PROBLEM REQUIREMENTS
Count the lines in the data below that contain the string "jacket", treating uppercase and lowercase as different, and reply with only that number.

[start of DATA PROVIDED]

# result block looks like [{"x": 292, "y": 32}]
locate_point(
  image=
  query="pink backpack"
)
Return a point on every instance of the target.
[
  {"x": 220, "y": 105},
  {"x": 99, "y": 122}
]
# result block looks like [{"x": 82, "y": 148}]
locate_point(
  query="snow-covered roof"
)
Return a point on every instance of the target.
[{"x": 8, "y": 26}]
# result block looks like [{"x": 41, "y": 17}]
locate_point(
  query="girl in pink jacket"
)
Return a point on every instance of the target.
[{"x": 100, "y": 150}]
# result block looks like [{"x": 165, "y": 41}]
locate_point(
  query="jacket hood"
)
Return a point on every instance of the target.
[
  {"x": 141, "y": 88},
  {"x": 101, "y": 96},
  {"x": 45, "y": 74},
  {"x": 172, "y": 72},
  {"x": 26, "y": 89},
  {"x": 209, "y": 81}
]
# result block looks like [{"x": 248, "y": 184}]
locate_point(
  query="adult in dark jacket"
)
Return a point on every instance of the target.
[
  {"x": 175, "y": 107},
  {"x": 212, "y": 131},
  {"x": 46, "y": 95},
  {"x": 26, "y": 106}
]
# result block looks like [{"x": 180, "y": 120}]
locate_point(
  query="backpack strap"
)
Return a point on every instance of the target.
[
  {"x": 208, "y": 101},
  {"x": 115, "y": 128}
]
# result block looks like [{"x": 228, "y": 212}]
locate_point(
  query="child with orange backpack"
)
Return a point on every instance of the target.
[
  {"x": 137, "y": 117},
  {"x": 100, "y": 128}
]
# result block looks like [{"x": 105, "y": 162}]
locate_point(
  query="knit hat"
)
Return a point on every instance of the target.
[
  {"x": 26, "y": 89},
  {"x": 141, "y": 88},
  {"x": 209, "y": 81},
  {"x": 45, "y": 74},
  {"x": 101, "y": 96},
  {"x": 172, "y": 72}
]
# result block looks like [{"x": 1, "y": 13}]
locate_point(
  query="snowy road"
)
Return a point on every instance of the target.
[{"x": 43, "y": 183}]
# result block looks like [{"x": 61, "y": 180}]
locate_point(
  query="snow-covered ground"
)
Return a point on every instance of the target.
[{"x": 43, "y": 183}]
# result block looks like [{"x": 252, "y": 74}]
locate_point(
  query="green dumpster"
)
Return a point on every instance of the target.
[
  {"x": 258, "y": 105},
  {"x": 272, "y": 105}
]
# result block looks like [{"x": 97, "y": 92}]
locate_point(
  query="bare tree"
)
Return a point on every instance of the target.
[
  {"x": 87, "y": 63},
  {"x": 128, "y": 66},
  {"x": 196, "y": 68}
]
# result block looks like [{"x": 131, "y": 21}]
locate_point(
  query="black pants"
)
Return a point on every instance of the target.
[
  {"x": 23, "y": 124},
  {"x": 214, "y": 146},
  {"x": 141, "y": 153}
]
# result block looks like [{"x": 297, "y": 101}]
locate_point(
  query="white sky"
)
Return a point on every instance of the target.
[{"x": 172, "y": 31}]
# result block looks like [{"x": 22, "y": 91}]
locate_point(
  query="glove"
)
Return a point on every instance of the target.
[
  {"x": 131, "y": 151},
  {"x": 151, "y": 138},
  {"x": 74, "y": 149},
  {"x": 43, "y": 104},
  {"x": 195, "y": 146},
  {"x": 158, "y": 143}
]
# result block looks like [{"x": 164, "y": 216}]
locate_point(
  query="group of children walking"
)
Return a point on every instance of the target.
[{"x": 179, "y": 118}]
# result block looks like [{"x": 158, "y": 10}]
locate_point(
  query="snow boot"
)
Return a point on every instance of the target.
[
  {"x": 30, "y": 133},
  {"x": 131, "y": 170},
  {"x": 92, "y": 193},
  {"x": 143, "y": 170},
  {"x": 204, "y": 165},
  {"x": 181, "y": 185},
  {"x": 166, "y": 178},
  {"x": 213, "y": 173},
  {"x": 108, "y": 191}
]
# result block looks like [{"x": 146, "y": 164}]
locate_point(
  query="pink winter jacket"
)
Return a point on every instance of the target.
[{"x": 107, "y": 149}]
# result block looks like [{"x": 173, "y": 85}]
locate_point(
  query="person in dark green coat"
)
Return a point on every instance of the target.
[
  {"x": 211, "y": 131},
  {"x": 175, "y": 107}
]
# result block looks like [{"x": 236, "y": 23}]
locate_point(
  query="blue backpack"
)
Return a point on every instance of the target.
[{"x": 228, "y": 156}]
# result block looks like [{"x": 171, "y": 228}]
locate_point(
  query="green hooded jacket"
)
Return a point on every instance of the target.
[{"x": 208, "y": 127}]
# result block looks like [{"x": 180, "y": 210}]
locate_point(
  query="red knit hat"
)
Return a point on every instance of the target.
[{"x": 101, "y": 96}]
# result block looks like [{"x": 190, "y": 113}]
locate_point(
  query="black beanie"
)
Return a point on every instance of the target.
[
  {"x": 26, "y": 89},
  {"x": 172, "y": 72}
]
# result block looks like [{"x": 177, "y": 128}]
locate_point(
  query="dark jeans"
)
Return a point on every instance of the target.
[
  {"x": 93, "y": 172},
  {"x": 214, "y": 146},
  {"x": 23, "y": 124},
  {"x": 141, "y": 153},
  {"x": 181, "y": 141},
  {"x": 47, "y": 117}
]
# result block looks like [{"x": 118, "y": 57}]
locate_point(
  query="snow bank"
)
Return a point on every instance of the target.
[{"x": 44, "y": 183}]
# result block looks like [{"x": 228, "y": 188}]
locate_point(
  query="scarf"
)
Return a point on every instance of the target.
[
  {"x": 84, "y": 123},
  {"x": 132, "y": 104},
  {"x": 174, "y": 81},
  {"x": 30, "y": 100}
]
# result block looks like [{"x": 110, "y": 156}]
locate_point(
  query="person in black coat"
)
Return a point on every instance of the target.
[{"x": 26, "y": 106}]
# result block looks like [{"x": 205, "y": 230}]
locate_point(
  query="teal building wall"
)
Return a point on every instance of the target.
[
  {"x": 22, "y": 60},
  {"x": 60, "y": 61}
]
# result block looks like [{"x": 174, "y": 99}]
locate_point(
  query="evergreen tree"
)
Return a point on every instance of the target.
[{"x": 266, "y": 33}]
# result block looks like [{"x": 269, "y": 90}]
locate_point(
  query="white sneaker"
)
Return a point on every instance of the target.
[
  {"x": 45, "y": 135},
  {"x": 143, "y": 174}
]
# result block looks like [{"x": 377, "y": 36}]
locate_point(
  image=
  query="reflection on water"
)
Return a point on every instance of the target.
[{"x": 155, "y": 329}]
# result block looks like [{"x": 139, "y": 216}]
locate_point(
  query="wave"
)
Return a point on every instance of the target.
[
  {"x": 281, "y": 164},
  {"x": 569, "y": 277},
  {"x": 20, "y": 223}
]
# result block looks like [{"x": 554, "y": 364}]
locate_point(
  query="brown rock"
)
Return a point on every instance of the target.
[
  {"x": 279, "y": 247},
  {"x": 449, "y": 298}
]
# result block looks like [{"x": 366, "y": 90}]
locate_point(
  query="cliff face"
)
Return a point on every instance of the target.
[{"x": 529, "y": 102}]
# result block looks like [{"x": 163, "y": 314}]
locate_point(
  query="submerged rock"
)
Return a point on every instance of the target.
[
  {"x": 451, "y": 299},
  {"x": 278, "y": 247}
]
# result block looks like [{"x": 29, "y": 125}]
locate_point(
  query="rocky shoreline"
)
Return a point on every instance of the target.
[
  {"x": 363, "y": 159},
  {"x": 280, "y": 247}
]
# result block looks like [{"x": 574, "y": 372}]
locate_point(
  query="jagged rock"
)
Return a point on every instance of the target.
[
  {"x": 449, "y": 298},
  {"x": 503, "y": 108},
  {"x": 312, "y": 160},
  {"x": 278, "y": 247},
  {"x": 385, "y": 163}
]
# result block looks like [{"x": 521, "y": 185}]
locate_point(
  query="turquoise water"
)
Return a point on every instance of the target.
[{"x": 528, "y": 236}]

[end of DATA PROVIDED]

RESPONSE BELOW
5